#### [YOUR ASSIGNMENT]
Only the lines that include "white" should be copied from the data below.

#### [DATA EXTRACTS]
= = = = =

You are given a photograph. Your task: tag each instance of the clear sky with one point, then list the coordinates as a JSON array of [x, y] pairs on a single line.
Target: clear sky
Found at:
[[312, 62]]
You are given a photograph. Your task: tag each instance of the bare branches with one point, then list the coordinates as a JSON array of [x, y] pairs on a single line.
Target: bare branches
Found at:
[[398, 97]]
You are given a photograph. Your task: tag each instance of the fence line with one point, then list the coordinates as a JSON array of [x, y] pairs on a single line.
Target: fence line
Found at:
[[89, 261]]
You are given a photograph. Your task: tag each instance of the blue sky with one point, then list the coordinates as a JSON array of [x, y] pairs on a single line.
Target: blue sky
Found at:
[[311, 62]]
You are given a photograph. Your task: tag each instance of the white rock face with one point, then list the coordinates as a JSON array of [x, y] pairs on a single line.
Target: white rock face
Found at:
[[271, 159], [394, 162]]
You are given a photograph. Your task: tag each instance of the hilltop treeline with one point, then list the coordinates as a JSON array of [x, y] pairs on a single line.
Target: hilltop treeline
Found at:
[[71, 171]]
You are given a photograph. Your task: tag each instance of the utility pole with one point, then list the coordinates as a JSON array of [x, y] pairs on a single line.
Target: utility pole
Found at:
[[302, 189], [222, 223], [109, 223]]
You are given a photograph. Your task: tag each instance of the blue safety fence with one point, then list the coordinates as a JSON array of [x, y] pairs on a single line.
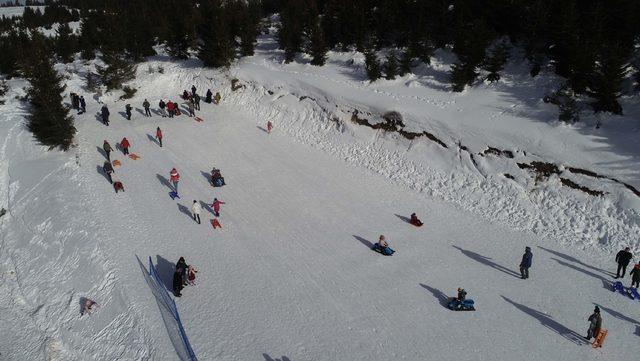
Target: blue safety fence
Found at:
[[170, 316]]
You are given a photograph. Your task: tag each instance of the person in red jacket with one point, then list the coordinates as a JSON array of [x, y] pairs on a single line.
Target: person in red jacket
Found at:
[[216, 206], [171, 108], [175, 178], [124, 143], [159, 136]]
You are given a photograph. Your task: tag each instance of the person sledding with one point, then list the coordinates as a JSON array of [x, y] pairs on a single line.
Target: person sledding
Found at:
[[107, 168], [415, 221], [383, 247], [460, 302], [174, 177], [118, 186], [124, 144], [216, 206], [217, 180]]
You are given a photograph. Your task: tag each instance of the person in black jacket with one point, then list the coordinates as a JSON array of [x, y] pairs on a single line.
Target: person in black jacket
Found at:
[[177, 282], [623, 258], [525, 264]]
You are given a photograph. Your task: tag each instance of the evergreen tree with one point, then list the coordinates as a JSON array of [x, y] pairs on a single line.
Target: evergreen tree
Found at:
[[65, 43], [216, 48], [291, 28], [405, 63], [372, 66], [118, 70], [391, 66], [49, 120], [496, 60]]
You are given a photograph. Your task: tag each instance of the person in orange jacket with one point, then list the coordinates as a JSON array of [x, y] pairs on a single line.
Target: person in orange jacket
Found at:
[[175, 178], [159, 136]]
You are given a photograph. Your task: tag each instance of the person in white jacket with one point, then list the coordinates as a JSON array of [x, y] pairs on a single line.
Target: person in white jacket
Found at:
[[196, 208]]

= = = = =

#### [REPLY TO THE EXERCISE]
You are given a photograph. Your task: tag each instance of the white rock face with one point, then list the coordinates as a JSON array of [x, y] pairs on a single line.
Target: white rock face
You are given a photograph. Your task: tag each instance of the person in white jacket with one point, then list the coordinates as a JSON array of [x, y] pairs on a single line.
Target: person in white jacket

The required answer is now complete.